[Excerpts of pointing data]
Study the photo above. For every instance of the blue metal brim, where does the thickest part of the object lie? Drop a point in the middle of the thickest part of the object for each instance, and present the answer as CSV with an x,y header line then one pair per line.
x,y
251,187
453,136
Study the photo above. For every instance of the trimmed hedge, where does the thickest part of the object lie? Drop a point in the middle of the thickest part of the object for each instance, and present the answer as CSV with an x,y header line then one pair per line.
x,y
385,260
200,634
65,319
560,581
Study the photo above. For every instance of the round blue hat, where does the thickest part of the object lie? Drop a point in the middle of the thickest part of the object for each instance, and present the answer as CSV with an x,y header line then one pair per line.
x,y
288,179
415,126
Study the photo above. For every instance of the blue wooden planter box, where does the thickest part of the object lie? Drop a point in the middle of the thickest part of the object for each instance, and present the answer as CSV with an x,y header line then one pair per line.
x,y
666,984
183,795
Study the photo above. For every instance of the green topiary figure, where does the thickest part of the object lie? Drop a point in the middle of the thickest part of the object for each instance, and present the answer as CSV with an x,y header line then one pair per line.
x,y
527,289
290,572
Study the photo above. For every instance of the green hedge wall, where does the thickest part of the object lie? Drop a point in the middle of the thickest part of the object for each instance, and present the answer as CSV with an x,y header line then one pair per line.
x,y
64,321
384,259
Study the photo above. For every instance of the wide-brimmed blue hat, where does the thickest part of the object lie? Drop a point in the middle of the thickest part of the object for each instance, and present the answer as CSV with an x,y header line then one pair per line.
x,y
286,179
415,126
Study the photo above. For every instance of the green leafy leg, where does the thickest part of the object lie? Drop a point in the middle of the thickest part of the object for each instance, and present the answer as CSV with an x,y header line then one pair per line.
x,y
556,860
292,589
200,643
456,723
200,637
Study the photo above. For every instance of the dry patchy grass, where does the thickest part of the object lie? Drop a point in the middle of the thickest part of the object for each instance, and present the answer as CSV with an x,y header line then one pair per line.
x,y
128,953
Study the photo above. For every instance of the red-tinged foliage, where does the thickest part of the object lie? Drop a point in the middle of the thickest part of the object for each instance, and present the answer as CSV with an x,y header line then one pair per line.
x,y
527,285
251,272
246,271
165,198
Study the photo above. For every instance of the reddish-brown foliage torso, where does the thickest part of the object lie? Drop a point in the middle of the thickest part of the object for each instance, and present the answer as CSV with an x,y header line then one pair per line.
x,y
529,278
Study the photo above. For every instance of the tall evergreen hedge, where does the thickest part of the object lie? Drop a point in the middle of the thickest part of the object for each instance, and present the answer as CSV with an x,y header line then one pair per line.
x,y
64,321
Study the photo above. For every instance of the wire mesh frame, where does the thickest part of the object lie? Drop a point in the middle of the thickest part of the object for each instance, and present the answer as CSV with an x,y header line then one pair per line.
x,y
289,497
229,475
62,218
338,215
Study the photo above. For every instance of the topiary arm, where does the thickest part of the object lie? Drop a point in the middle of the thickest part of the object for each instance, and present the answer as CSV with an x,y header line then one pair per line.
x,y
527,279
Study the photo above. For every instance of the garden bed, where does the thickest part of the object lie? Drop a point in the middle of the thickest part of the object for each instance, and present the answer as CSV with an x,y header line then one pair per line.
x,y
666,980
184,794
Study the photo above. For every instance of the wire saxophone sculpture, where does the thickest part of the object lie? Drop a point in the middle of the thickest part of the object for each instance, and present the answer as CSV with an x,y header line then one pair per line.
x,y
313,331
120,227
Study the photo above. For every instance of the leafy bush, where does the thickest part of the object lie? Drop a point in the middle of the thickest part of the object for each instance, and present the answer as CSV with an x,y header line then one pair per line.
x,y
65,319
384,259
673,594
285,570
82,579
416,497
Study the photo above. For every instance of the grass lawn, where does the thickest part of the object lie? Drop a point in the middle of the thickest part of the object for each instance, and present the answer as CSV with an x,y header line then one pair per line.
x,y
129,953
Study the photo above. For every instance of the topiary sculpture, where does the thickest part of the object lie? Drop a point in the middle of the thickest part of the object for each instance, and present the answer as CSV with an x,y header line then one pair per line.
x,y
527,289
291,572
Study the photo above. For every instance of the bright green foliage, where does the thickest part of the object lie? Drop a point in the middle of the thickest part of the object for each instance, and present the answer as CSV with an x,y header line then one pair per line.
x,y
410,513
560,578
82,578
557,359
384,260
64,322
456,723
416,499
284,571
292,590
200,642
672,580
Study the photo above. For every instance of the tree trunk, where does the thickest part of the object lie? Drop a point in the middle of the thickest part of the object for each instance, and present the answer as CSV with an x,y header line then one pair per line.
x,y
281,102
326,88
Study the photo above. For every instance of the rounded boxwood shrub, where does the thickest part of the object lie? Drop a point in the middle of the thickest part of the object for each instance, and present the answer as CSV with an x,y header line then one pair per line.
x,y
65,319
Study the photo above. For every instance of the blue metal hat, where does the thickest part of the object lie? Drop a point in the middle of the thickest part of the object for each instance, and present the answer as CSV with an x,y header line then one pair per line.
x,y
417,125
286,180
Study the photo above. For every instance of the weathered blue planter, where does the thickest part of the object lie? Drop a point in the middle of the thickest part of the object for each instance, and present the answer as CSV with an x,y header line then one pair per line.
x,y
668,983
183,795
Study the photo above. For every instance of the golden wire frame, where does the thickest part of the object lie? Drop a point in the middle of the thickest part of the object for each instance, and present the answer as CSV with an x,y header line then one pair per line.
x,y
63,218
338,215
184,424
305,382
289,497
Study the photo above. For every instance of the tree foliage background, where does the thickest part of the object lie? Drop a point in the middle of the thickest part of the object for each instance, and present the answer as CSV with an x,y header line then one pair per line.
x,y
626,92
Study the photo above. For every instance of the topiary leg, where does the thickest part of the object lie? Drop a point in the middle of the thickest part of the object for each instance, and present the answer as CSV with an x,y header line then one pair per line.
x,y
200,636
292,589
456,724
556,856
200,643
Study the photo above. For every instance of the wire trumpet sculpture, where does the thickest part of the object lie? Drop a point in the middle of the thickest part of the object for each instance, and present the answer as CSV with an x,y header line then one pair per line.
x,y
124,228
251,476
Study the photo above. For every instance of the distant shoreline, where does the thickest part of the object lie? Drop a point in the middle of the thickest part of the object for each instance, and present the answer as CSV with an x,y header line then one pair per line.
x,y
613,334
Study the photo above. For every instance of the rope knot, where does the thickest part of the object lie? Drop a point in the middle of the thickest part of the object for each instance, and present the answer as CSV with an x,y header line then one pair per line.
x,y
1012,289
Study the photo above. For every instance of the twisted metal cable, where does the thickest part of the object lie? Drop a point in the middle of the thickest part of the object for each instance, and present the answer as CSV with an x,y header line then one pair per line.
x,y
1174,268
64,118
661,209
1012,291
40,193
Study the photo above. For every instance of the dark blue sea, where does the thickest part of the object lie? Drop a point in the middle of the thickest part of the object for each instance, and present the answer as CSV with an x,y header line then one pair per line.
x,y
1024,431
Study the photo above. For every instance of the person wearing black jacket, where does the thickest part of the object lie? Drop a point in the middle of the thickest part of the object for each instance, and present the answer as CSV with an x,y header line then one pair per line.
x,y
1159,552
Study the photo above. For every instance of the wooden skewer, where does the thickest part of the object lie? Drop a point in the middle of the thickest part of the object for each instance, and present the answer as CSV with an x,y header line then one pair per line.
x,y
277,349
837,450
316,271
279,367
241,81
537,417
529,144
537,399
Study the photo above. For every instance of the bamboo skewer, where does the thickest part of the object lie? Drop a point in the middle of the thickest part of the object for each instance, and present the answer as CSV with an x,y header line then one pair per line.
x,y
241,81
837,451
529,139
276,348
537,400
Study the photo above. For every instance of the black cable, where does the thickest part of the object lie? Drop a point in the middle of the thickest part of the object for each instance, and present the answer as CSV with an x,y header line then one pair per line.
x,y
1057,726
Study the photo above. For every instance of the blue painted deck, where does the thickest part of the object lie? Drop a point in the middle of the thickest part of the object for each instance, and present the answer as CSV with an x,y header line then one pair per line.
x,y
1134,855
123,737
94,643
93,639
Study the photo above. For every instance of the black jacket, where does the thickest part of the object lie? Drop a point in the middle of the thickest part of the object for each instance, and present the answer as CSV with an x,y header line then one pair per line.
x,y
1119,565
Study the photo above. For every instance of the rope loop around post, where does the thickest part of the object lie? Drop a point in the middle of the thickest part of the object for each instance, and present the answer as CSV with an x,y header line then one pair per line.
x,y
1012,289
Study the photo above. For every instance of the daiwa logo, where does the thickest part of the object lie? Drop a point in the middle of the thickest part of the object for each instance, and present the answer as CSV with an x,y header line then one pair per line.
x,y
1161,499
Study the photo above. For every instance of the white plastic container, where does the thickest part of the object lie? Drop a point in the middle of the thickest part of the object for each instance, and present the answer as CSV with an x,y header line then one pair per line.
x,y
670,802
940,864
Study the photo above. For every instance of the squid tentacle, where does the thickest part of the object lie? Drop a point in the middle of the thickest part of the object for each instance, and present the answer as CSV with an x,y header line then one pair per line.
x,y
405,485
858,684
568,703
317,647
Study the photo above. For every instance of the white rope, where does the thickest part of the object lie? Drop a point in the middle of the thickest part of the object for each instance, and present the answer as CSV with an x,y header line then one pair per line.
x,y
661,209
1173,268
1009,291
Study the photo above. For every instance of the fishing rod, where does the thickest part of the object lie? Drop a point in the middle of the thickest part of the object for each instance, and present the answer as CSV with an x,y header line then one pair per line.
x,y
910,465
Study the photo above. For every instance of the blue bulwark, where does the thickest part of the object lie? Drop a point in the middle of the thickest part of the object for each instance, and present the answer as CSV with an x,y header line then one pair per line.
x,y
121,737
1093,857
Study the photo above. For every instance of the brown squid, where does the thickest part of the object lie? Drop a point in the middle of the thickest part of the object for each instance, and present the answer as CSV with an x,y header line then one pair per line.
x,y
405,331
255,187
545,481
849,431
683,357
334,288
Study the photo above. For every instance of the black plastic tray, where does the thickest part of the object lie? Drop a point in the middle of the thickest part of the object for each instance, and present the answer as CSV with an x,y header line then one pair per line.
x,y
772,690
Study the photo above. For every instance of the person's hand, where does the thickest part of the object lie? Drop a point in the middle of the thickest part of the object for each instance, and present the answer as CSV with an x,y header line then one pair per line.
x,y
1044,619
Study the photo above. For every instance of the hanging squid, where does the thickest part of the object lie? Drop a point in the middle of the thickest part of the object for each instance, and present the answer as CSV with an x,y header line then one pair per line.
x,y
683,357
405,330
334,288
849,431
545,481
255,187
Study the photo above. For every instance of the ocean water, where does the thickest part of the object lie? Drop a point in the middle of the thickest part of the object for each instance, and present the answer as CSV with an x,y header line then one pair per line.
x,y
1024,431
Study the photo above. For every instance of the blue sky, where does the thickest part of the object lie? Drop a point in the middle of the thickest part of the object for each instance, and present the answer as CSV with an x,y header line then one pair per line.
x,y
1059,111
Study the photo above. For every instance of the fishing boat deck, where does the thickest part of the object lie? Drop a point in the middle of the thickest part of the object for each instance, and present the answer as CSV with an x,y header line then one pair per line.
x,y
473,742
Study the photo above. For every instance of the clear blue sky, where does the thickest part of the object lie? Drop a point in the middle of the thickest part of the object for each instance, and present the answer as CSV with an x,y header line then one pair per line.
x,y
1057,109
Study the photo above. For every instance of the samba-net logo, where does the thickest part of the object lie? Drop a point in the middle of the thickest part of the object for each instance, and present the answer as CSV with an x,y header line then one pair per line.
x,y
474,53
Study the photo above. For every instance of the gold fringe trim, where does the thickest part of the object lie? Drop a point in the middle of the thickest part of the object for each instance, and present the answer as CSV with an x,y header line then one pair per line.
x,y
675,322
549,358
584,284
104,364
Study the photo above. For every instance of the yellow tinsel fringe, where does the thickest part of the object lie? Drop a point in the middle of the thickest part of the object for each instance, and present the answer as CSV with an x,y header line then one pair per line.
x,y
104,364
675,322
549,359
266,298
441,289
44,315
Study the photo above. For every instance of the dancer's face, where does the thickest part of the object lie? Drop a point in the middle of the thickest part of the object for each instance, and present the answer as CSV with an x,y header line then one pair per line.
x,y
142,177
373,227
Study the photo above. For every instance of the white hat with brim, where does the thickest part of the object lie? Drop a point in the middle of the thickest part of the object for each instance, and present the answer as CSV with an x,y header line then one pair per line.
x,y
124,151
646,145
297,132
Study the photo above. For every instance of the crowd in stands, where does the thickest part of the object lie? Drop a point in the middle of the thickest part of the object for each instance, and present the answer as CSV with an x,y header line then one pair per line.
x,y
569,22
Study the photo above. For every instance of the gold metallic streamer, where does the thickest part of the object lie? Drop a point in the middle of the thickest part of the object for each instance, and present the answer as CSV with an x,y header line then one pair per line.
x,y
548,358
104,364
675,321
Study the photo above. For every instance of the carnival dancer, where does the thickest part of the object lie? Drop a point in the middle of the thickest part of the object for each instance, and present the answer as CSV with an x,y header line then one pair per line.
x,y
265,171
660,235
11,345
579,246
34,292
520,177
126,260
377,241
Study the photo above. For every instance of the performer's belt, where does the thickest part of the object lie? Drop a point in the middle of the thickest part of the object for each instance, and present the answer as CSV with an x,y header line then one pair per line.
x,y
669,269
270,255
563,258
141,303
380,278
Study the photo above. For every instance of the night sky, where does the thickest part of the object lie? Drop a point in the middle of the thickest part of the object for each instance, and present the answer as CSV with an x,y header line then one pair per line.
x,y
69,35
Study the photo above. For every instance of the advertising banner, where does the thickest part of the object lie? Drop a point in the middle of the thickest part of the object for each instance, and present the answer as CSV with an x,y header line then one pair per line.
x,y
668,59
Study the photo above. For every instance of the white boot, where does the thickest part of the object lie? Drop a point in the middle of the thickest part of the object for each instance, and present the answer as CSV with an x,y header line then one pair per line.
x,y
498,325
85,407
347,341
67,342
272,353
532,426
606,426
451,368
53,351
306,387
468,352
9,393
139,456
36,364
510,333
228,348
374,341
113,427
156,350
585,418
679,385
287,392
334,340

**STATED EXERCISE:**
Please write out everything from the line containing "Study the photo above. For every instance of the gold metallic" down to the last of the rows above, keeping both ends and changing nothing.

**SOLUTION TO THE PROBLEM:**
Study the photo above. For every instance of the gold metallic streamer, where does the thickest part of the object lie? Drop a point in the middle of the thickest part of the object for each instance, and present the answer as CSV with an x,y header line then one pair per line.
x,y
548,358
104,364
675,321
Study the photo above. For every instance of the carnival dancer, where does the thickest part of the object lie? Drop a point in the middle of the thickest part of the object for each instance, and present the answer as CSV with an x,y header line then one pair per line.
x,y
265,171
660,235
11,345
579,246
34,292
520,177
126,260
377,241
Study the photo above. For every instance of the performer's belt, where does the thickest part of the object lie? Drop a point in the middle of the thickest part of the object for each instance, and present the answer as CSV with an x,y header line then one pair per line.
x,y
669,269
270,255
563,258
141,303
380,278
Study the photo above. For every instance of the night sky, where does the thickest part of the object lie? Drop a point in the middle of the thickest part of the object for each instance, and present the answer as CSV with an x,y header line then one pair per line.
x,y
69,35
Study the photo above. For every instance of the advertising banner, where does the thickest part of the object lie? Drop a point in the middle of the thickest part of the object for each instance, and present the answer as CSV with an x,y header line then one pair per line.
x,y
668,59
Study the photo above. For every instance of the white boot, where does the thickest part of the object lie? Drop a point in the middle of the thickest part of the object for each instance, and present the answer as CSV with an x,y header line then one pair per line.
x,y
498,325
85,407
347,341
67,342
272,353
532,426
606,426
451,368
53,351
306,387
468,352
9,393
139,456
36,364
510,333
228,348
374,341
113,427
156,350
585,418
679,385
287,392
334,340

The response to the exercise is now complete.